Exercise aim: The answer is all of the data repeated exactly, with each picture omitted.

----

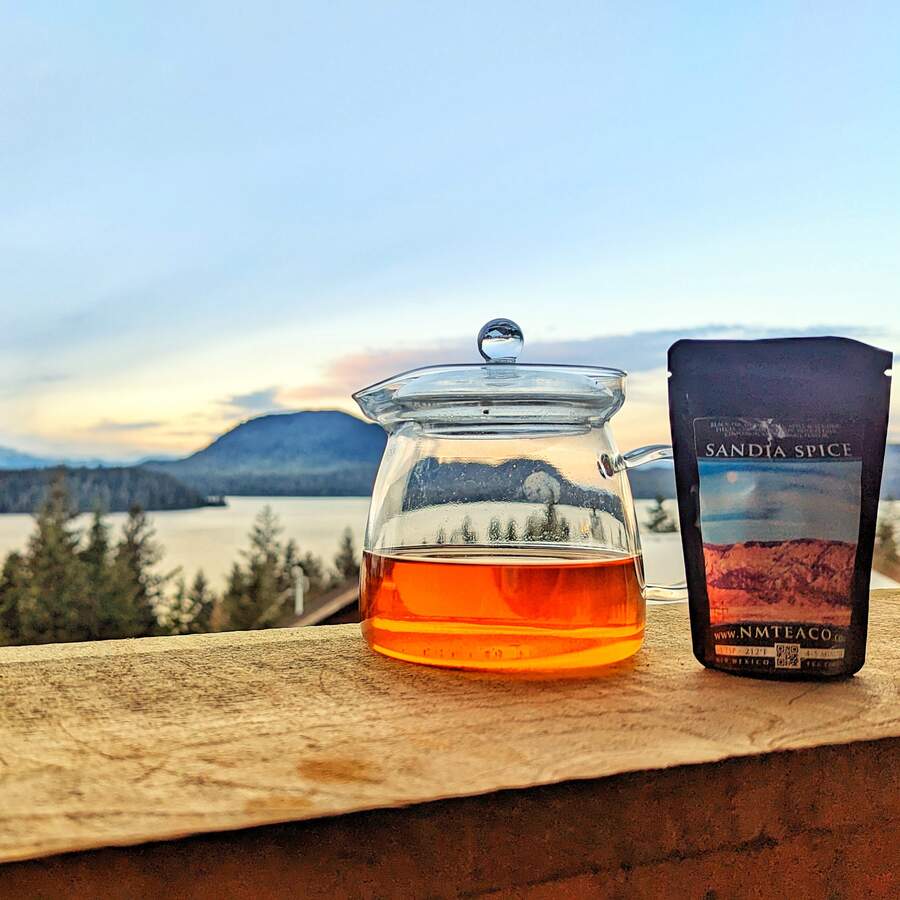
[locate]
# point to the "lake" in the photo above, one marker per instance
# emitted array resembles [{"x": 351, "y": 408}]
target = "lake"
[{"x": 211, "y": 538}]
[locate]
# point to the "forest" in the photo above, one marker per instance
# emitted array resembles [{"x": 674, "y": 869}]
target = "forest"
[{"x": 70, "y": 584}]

----

Exercise solution:
[locate]
# point to the "lake" in the photo above, one marker per instance
# emitted array resembles [{"x": 351, "y": 408}]
target = "lake"
[{"x": 211, "y": 538}]
[locate]
# point to the "forest" in the photo above, one marker per instance
# emitted array resembles [{"x": 674, "y": 869}]
target = "forest"
[{"x": 70, "y": 584}]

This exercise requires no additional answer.